From the material below, extract each line that contains the word "woman", reproducing every such line in full.
— START —
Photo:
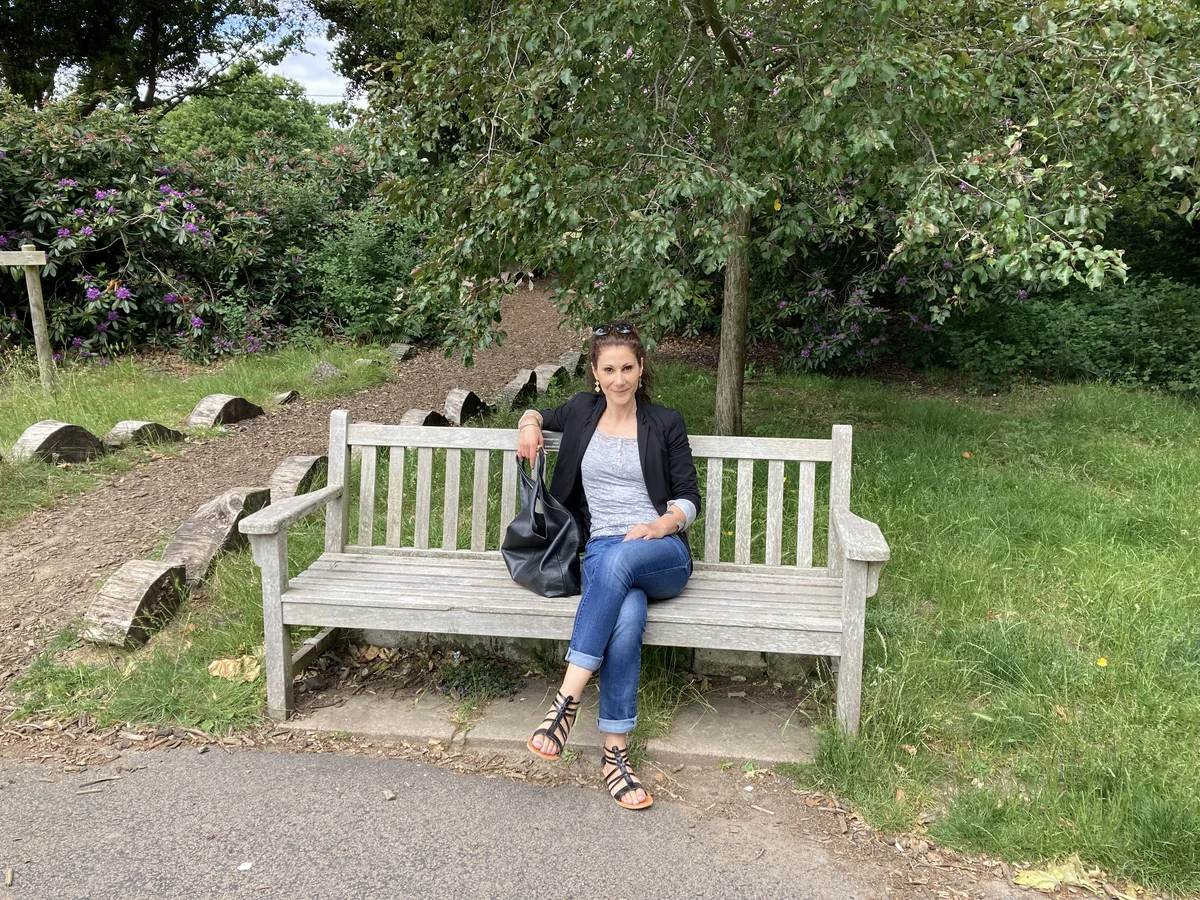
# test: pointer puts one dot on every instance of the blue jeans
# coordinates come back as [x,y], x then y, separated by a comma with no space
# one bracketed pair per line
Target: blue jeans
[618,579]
— END —
— START —
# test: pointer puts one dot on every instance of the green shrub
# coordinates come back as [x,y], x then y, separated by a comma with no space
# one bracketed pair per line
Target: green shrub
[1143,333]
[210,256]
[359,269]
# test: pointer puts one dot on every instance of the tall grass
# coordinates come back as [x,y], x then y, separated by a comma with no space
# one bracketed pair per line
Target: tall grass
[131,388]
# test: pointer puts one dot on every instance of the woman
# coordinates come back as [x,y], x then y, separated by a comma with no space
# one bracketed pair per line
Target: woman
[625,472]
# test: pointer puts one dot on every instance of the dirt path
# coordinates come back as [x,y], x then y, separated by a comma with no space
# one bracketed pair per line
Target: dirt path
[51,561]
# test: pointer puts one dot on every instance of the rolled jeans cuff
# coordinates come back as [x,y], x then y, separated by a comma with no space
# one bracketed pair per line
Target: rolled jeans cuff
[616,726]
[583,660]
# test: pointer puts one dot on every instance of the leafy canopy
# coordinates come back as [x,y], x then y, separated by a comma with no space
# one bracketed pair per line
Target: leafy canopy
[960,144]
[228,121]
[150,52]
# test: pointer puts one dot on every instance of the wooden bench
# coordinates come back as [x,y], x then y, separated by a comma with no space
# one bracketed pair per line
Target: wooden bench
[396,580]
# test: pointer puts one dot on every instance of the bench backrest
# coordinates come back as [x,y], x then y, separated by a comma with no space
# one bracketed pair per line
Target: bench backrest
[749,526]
— END —
### EXERCISE RESULT
# test: pointer puts one dot on every instance of the woman
Target: woman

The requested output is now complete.